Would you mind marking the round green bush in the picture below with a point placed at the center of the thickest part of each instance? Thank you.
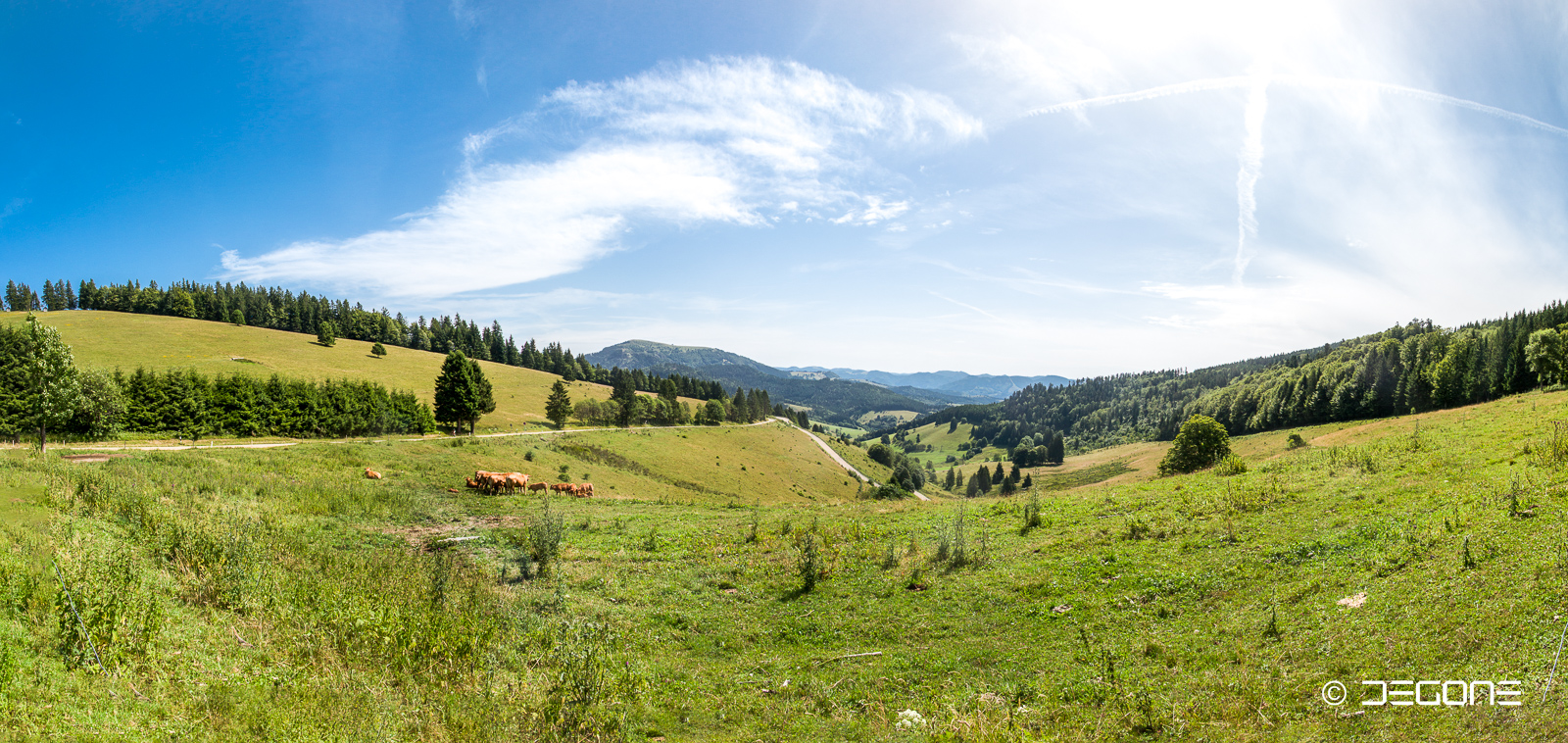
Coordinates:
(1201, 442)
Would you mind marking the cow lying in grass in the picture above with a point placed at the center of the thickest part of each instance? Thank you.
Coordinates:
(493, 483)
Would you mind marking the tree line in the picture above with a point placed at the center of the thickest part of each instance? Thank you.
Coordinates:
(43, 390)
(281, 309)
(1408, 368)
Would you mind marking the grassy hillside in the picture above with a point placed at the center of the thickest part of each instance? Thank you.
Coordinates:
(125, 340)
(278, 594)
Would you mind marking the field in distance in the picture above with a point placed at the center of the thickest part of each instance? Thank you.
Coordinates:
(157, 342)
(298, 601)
==
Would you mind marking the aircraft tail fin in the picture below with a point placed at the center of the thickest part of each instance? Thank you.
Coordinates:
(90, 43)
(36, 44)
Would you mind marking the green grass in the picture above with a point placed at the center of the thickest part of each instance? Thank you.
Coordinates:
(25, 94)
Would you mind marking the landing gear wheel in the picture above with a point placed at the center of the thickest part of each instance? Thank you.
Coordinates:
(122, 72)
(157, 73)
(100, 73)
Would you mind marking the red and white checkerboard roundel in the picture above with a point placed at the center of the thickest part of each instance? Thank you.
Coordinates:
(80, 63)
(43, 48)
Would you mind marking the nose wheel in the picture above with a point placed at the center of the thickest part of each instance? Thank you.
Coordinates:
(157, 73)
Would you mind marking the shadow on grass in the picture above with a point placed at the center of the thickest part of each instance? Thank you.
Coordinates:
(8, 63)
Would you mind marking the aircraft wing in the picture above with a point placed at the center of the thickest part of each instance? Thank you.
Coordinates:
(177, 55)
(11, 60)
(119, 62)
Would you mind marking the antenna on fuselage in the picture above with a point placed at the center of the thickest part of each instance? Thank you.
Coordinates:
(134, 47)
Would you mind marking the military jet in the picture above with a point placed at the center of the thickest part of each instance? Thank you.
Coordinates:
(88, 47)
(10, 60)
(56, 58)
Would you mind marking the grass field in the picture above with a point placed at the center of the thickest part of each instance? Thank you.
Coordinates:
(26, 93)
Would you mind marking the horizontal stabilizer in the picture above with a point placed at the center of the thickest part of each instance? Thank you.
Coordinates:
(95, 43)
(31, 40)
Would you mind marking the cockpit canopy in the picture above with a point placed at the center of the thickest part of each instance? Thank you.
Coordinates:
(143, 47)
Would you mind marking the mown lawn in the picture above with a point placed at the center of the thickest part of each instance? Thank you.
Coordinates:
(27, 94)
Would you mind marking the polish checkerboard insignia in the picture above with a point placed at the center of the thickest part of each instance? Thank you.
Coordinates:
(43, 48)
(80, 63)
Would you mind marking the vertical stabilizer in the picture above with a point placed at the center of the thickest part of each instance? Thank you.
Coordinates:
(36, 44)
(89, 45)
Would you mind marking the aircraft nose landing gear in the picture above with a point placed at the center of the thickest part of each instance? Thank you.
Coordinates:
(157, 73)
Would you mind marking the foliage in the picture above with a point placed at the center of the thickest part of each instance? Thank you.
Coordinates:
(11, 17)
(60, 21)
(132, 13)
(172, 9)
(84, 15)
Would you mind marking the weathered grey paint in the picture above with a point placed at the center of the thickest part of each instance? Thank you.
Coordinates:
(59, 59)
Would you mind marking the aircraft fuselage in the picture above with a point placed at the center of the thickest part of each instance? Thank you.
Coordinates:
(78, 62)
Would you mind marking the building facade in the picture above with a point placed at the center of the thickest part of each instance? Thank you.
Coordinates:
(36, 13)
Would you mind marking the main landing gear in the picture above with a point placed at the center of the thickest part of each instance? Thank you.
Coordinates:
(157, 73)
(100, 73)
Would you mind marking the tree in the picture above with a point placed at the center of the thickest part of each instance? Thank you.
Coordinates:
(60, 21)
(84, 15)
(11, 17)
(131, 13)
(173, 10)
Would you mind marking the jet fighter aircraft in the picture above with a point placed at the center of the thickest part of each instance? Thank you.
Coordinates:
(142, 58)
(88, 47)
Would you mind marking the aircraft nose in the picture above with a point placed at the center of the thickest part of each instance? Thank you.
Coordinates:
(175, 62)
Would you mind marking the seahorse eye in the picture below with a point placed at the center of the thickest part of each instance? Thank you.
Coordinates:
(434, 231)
* * *
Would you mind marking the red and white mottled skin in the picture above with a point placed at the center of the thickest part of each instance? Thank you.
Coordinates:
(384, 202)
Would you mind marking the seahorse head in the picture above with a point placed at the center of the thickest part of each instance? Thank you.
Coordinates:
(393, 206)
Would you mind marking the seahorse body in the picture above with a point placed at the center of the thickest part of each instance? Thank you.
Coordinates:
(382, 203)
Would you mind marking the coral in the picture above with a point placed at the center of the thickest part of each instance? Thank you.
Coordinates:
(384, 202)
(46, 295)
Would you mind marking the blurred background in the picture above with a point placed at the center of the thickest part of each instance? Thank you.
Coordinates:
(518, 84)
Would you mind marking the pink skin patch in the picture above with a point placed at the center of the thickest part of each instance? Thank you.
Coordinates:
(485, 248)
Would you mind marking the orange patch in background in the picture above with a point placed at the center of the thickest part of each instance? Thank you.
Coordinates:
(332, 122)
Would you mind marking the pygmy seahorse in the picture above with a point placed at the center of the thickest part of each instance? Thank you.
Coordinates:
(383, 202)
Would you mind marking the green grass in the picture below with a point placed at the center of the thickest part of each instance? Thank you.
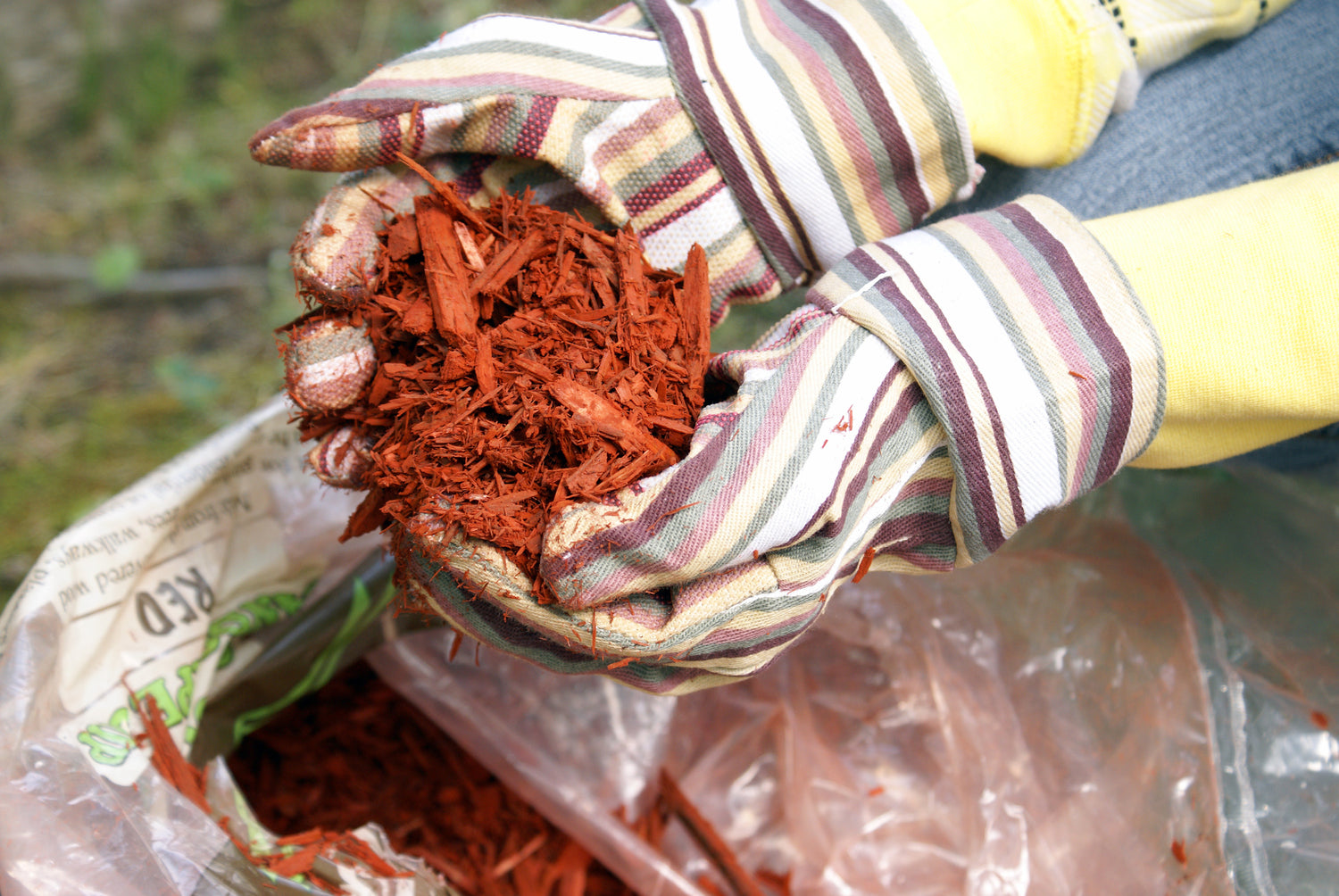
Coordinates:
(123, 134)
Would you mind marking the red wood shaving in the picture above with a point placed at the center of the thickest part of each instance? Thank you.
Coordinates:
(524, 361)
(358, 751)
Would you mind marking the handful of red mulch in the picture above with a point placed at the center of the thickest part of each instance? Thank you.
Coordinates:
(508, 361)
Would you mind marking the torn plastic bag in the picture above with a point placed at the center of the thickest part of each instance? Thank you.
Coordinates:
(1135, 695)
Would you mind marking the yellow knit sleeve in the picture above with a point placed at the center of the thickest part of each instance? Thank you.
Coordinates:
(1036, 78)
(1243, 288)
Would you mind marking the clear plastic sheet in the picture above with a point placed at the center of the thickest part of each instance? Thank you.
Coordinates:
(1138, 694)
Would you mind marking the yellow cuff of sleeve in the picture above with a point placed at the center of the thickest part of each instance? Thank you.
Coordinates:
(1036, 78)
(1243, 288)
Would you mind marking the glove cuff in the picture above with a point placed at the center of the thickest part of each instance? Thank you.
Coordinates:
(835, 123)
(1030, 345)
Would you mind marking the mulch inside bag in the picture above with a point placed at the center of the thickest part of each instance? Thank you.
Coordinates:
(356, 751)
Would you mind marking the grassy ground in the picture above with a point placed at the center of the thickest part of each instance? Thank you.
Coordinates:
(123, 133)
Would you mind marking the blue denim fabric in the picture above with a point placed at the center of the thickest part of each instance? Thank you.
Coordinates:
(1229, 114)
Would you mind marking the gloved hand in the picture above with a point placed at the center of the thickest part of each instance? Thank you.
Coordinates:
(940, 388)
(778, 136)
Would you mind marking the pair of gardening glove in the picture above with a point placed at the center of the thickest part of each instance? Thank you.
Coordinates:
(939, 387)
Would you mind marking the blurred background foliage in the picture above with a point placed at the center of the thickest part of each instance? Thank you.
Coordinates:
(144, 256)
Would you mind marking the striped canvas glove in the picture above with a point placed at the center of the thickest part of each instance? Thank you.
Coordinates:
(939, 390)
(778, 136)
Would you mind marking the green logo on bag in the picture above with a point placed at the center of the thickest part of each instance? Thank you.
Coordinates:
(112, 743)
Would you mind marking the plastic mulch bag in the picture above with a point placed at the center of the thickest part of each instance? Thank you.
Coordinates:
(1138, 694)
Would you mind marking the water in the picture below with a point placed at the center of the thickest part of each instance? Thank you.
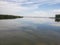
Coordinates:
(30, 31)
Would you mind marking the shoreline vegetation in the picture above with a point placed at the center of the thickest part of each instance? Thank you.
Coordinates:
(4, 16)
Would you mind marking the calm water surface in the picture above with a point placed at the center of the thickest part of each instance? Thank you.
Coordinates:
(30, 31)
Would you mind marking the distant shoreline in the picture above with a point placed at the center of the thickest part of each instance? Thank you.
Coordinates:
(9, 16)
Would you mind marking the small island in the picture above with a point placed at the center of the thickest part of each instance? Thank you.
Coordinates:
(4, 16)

_Instructions for the task_
What are the lines above, starting at the one with "Would you mind marking the antenna" and ending at the one with "Would you mind marking the military"? Give them again exactly, and only them.

_Expected answer_
Would you mind marking the antenna on fuselage in the picture above with a point placed at the center of the thickest part of each instance? Thank you.
Coordinates:
(134, 47)
Would you mind marking the military jet in the picture above with a point placed at the center of the thickest part of each instance? Thank you.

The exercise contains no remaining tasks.